___ Extrait

Le modèle et l'analogie

L'analogie

4.5 Définition et portée de l'analogie entre deux secteurs de réalité

Revenons au dernier des exemples qui ont illustré l'idée de modèle. Il s'agissait, on s'en souvient, d'une simple traduction de l'édifice euclidien par l'intermédiaire de l'inversion. Le modèle et l'original étaient faits de la même substance, l'un n'était ni plus ni moins réel que l'autre. Ce fait était d'ailleurs en désaccord avec l'idée du modèle telle que nous l'avions présentée jusque-là. La propriété caractéristique du modèle qui devait être de proposer un appui à une construction mentale semblait lui faire défaut. Jusqu'à un certain point, ce caractère lui fut cependant rendu en profilant derrière le modèle et l'original à la fois leur structure axiomatique commune.

______
___ Extrait de données

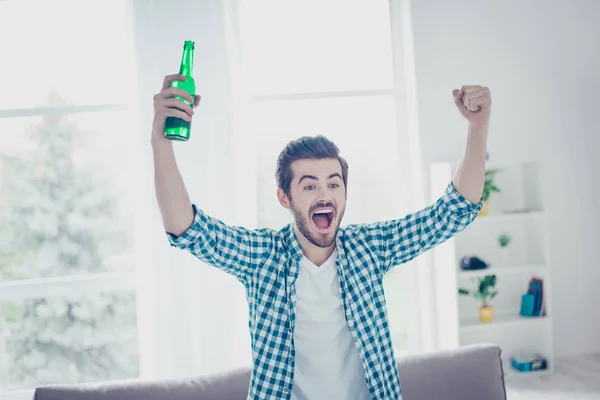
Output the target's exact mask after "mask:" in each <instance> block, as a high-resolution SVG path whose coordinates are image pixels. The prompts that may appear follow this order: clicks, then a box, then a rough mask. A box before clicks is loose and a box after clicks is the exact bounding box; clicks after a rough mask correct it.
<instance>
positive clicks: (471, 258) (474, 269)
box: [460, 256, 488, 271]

______

Recopiez, s'il vous plaît, l'extrait ci-dessus sur le modèle et l'analogie en entier, sans rien y changer.

Le modèle et l'analogie

L'analogie

4.5 Définition et portée de l'analogie entre deux secteurs de réalité

Revenons au dernier des exemples qui ont illustré l'idée de modèle. Il s'agissait, on s'en souvient, d'une simple traduction de l'édifice euclidien par l'intermédiaire de l'inversion. Le modèle et l'original étaient faits de la même substance, l'un n'était ni plus ni moins réel que l'autre. Ce fait était d'ailleurs en désaccord avec l'idée du modèle telle que nous l'avions présentée jusque-là. La propriété caractéristique du modèle qui devait être de proposer un appui à une construction mentale semblait lui faire défaut. Jusqu'à un certain point, ce caractère lui fut cependant rendu en profilant derrière le modèle et l'original à la fois leur structure axiomatique commune.